Uno de los focos de investigación de la ciencia económica durante el S.XX ha sido el de los efectos del cambio tecnológico sobre el crecimiento. Harrod, Domar, Solow... entendieron, durante la primera mitad del siglo, que el cambio tecnológico caía a la tierra como maná desde el cielo, es decir, constituía una variable exógena a los modelos económicos. El crecimiento podía ser descrito pero sus causas no podían ser explicadas y, por ende, difícilmente se podía actuar sobre ellas. Este vacío intelectual fue reparado en la segunda mitad del siglo por economistas como Schultz, Becker, Romer... mediante una aproximación endógena del crecimiento, en la que, entre otros factores, el capital humano y la inversión en I+D jugaban un papel clave para fomentarlo y, como corolario, los gobiernos tenían responsabilidad al respecto. Centrándonos en la I+D, ciertamente en todos los países las aportaciones públicas suponen un importante capítulo presupuestario. A título de ejemplo, en EE UU, la aportación federal supone alrededor del 30% del total.

Sentada la lógica de la contribución del sector público a las políticas de I+D, sería conveniente que cada país dispusiera de un modelo dinámico que, entre otros aspectos, fijase la naturaleza de los campos de actuación públicos y privados, las metas y objetivos perseguidos, las responsabilidades financieras de cada administración, los criterios de evaluación de las inversiones, los perfiles y competencias del tejido empresarial, las capacidades de los organismos públicos de investigación, etc., todo ello desde el reconocimiento de la creciente internacionalización de los proyectos de investigación en todo el mundo. En ausencia de este modelo, no parece razonable que se incurra en una suerte de fetichismo político, fijando las inversiones en I+D como un porcentaje dogmático del PNB. Cuando la UE fijó en la Cumbre de Lisboa el 3% del PNB de la Unión como objetivo de I+D para 2010, se incurrió en el tipo de política inconsistente que nos enseñaron los recientemente laureados con el Nobel de economía, Kydland y Presscot. Dada la heterogeneidad de los 15 países, incluso en 2000, era bastante razonable pensar que el objetivo del 3% era más quimérico, aunque no menos necesario, que el propio Pacto de Estabilidad.

### Ejercicio a
Reúne cada línea de las entradas que contenga la palabra "striped", distinguiendo entre mayúsculas y minúsculas.
Las entradas no guardan relación alguna con el texto.

### Entradas por procesar
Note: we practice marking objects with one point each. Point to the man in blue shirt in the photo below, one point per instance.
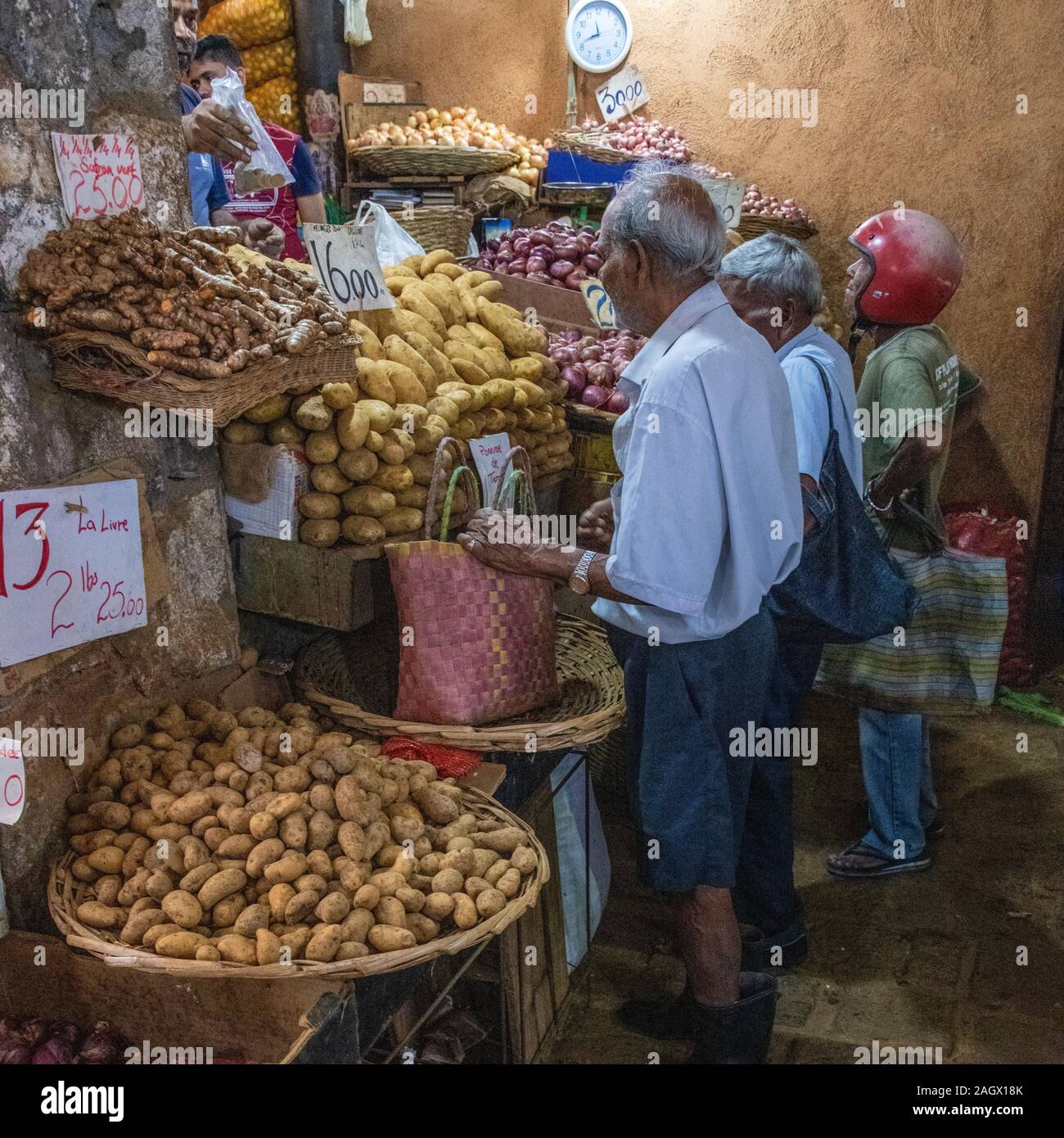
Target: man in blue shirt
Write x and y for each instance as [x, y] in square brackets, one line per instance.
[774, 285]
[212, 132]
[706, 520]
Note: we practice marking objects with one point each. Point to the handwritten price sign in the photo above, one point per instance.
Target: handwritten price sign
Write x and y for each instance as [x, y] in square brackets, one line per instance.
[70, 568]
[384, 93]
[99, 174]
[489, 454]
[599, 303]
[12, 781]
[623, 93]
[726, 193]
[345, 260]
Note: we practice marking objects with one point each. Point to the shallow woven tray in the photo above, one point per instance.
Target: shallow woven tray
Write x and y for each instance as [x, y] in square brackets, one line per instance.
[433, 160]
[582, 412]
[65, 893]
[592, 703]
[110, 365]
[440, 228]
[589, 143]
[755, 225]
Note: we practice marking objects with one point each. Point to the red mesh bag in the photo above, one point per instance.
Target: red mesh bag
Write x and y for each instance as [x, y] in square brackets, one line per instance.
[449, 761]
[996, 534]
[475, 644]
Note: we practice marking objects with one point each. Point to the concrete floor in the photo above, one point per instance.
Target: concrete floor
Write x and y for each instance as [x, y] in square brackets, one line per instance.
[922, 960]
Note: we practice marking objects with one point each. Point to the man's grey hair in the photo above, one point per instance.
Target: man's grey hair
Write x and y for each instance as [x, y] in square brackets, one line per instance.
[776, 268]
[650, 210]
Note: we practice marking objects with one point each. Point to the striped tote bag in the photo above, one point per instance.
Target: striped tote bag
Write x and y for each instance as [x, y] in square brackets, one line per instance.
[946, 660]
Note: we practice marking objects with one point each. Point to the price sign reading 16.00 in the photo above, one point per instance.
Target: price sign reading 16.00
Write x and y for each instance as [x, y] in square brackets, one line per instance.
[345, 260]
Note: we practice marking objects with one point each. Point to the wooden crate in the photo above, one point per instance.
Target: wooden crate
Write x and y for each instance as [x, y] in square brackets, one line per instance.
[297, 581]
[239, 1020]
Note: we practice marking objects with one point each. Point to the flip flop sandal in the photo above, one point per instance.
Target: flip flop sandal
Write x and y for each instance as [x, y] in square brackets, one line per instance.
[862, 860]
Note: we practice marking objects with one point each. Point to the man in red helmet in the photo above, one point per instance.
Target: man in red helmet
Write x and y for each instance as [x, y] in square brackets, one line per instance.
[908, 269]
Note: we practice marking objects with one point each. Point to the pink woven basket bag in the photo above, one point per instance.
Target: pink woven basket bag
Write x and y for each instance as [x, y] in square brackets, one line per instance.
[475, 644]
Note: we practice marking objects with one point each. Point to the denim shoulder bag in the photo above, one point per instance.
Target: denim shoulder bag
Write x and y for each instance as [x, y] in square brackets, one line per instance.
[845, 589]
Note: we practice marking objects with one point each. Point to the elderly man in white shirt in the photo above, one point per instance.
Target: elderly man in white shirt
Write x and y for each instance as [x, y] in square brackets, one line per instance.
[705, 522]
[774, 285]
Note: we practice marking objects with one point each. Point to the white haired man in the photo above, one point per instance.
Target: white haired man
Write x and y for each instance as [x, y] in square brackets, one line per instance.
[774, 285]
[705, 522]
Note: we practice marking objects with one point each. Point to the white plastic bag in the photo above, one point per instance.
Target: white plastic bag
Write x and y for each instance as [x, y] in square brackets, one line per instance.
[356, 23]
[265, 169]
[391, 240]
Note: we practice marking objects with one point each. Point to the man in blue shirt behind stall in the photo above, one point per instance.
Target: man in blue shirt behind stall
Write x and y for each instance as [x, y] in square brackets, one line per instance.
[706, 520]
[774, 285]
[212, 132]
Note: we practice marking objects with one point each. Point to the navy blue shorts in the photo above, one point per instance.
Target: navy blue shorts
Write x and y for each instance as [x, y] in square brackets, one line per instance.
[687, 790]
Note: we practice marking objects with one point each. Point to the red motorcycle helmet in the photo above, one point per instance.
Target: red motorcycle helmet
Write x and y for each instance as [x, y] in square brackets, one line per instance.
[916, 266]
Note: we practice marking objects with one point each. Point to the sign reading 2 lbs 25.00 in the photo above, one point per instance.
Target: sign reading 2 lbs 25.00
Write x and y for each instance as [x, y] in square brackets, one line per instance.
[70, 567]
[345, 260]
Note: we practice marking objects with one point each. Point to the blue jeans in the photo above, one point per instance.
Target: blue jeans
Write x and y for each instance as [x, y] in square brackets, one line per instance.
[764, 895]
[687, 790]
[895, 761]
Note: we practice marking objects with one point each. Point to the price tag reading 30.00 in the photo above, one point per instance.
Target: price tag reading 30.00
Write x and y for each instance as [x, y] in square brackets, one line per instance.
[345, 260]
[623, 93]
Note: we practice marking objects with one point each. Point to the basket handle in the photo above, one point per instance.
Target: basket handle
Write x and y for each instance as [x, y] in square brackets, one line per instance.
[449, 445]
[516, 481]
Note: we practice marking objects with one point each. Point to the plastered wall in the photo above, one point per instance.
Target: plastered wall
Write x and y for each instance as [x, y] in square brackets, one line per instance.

### Ejercicio b
Resume el texto en dos oraciones, por favor.

### Solución a
Note: we practice marking objects with one point each. Point to the striped tote bag in the photo above, one point per instance.
Target: striped tote bag

### Solución b
Durante el siglo XX, la economía pasó de tratar el cambio tecnológico como una variable exógena, según Harrod, Domar y Solow, a una aproximación endógena del crecimiento, con economistas como Schultz, Becker y Romer, en la que el capital humano y la inversión en I+D eran clave y los gobiernos tenían responsabilidad. Cada país debería disponer de un modelo dinámico para sus políticas de I+D en lugar de fijar la inversión como un porcentaje dogmático del PNB, y el objetivo del 3% del PNB para 2010 que la UE fijó en la Cumbre de Lisboa fue un ejemplo de política inconsistente.